=== Section Start ===
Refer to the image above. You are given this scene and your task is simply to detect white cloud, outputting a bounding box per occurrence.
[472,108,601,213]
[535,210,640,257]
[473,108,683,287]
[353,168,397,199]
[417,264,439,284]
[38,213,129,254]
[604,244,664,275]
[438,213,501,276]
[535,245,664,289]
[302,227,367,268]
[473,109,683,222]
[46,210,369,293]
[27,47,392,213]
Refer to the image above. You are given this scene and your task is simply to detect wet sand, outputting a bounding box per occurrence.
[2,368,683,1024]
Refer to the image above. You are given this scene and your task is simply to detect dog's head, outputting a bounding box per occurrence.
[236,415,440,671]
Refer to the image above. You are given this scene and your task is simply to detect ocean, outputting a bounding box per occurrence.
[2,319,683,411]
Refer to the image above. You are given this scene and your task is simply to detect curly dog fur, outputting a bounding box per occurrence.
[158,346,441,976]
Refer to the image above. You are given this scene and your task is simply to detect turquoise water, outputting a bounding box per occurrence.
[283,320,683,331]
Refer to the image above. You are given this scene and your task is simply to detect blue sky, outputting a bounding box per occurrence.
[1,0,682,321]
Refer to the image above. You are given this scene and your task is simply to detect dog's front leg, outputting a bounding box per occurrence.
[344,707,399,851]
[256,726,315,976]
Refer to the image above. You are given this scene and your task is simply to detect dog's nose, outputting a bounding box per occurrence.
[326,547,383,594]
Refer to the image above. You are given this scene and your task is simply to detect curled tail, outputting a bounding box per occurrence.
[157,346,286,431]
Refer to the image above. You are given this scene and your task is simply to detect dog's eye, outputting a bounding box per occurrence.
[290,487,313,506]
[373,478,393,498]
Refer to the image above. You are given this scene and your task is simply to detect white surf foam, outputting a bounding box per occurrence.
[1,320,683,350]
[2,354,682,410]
=== Section End ===
— What you have to do —
The full set of data above must come back exactly as written.

— Reply —
Refer to the image above. You are given this scene and your task is simply to detect white cloud, outputting a bounding box per occurrence.
[472,108,601,213]
[535,210,640,257]
[473,108,683,287]
[353,168,397,199]
[417,264,439,284]
[38,213,129,254]
[604,244,664,275]
[438,213,501,276]
[535,245,664,289]
[302,227,367,268]
[473,109,683,222]
[46,210,369,293]
[27,47,392,213]
Refer to the image above. You are given this scene and your task is simply to detect wet sand, outputting a bounding box per occurrence.
[2,368,683,1024]
Refer to the image above. You are given this scene and your task is simply to detect dog's head, outputting a bounding box per occurrence.
[236,415,440,671]
Refer to the image above. You are given this scene and your task is simply to detect ocean, outputting a bounding box per occurrence.
[2,319,683,411]
Refer to the image above. You are given this scene and your task is simply to detect curly dog fur, outputting a bounding box per occurrence.
[158,346,441,976]
Refer to the image above. You are given this scene and your task is simply to detect turquoise water, outputting a bounding box per occurrence.
[283,320,683,331]
Refer to the image above. You are given this scene and your task is simply to detect blue sky, outputting a bounding box per occurrence.
[1,0,682,321]
Refer to the image above. You are given this scene and your task is simply to detect dog's front leg, outputting a bounding box per occurrence.
[344,707,399,851]
[256,726,315,976]
Refer to the image above. You are given this scene and your task is simply to detect dog's nose, outputting a bounding box per occurrence.
[326,547,383,594]
Refer to the image above. You are given this scene and your task is simply to detect curled tail, outputting a bounding box per occurrence.
[157,346,286,431]
Refer to the image above. You are given this scene and your task is simply to detect dog's eye, outputting a bounding box per occurrence.
[290,487,313,506]
[373,478,393,498]
Refer to the image above. You are given this scene and your task is simply to detect white surf foam, outputting a bounding box per occurrence.
[1,320,683,350]
[2,354,682,410]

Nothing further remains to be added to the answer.